INSTRUCTIONS TO FOLLOW – Report each line of the rows below that contains the word "pixels". Case counts, so uppercase and lowercase letters must match.

MATERIAL FOR THE TASK –
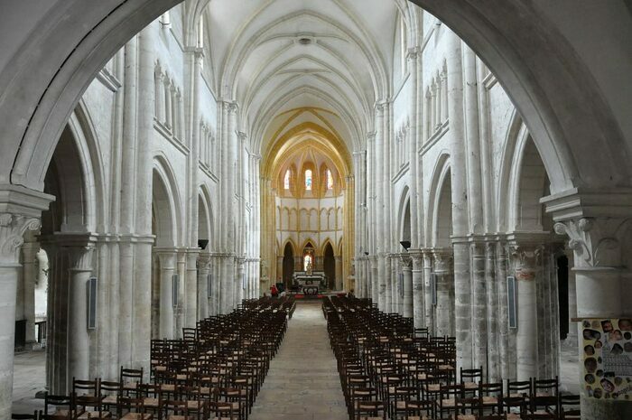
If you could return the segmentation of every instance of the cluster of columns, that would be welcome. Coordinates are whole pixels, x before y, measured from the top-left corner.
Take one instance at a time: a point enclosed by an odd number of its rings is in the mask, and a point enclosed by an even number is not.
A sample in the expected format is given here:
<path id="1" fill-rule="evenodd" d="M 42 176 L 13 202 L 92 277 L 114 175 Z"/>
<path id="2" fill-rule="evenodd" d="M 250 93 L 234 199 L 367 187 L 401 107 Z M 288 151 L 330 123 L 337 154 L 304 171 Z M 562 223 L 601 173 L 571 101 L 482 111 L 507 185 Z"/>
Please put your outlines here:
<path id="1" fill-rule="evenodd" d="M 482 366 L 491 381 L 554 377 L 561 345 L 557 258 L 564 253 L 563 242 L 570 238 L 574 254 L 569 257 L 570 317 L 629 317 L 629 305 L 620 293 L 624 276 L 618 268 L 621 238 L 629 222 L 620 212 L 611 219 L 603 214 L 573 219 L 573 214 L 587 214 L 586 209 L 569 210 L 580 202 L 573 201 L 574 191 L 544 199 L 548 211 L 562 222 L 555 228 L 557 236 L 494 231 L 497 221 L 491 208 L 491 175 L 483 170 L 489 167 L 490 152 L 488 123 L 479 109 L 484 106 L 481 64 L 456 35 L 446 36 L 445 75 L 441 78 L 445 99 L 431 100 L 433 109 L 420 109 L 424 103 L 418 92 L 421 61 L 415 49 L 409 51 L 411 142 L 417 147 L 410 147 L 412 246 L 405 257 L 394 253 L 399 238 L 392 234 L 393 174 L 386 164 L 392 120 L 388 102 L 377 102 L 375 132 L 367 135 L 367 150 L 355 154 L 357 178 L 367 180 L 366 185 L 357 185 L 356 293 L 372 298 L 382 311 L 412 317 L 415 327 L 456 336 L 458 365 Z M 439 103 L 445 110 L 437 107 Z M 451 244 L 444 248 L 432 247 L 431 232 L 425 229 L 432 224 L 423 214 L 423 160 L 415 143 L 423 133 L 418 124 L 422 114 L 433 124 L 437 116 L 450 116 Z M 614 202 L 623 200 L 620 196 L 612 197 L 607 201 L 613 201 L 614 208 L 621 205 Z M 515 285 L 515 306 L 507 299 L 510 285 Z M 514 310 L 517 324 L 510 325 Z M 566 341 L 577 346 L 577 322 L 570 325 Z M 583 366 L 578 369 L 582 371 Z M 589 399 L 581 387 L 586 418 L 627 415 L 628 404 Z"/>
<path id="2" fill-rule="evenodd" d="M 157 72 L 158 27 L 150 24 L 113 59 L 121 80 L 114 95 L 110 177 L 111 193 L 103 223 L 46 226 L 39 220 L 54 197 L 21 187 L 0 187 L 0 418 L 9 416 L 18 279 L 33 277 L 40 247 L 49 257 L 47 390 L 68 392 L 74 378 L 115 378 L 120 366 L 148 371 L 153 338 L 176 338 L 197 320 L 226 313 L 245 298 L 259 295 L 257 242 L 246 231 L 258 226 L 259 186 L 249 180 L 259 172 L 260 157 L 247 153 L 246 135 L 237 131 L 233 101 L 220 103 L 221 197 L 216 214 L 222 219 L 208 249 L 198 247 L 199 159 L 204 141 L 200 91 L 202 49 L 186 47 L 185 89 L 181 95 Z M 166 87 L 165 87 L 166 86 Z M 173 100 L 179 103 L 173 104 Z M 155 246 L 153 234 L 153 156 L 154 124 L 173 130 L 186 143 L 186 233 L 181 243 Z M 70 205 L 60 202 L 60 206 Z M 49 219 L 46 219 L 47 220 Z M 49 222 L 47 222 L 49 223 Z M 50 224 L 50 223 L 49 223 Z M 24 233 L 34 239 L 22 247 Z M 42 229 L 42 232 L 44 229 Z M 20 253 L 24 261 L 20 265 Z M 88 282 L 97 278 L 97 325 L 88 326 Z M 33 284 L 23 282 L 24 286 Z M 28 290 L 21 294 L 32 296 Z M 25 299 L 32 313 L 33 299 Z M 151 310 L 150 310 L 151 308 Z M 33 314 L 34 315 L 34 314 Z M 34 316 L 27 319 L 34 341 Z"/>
...
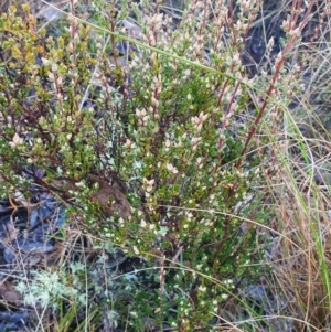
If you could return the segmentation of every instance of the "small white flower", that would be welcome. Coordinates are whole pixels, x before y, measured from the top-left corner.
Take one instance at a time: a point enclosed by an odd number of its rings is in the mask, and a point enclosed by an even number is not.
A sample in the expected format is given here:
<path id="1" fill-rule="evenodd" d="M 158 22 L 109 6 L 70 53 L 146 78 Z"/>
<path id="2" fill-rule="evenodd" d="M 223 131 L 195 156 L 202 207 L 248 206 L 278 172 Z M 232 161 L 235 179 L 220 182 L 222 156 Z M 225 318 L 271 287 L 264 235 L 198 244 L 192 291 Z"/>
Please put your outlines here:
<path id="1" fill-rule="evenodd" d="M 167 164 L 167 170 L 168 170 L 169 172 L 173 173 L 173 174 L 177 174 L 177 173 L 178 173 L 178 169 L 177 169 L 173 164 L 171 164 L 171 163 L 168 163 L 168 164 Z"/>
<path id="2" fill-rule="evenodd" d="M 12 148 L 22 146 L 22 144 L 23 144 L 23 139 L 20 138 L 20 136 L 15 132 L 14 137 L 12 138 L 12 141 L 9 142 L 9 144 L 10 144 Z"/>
---
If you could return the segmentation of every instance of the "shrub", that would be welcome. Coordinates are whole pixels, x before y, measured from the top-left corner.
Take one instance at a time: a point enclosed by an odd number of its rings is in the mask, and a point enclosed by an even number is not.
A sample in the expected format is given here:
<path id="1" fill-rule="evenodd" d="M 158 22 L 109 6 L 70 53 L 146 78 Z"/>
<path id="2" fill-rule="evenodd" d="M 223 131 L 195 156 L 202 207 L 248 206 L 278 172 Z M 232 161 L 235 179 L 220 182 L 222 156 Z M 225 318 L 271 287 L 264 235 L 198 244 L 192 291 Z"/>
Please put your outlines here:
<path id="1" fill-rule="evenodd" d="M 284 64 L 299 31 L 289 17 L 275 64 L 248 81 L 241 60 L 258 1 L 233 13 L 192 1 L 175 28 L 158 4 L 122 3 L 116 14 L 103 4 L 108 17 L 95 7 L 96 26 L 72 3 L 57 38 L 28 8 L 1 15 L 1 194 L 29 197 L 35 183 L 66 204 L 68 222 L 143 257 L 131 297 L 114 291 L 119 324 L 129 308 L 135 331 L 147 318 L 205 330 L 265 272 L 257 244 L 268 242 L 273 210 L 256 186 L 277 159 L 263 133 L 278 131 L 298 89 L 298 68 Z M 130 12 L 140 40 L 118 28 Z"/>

RESULT –
If you could return the segmentation of every instance of the cluster of columns, that would be welcome. Coordinates are whole pixels, x before y, measured from the top-left corner.
If you could return the segmentation of every instance of the "small white flower", that would be welcome. Coordinates are whole pixels, x before y, measured from the top-left corner.
If you could return the segmentation of every instance of the "shrub", that would be welcome. Coordinates are whole pixels, x before y, measured from the top-left corner.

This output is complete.